What the exercise asks: In the entries below, the word "Target" appears on some lines. Copy each of those lines.

Stored data entries:
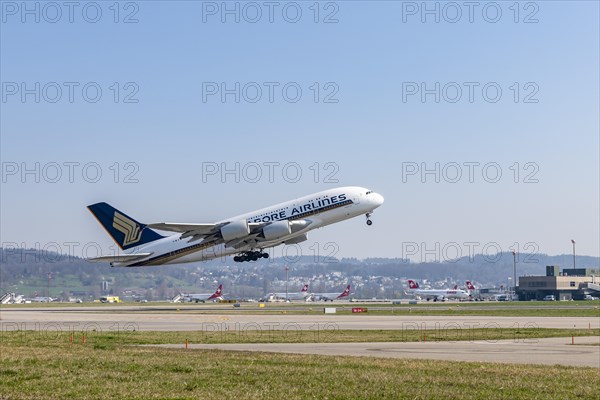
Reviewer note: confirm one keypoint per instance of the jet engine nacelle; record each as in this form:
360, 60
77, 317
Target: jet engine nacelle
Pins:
276, 230
235, 230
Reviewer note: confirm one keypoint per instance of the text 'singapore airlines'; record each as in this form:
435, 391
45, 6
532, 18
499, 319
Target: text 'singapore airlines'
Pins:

Written solution:
Target: jet engine nacelle
Target: text 'singapore airlines'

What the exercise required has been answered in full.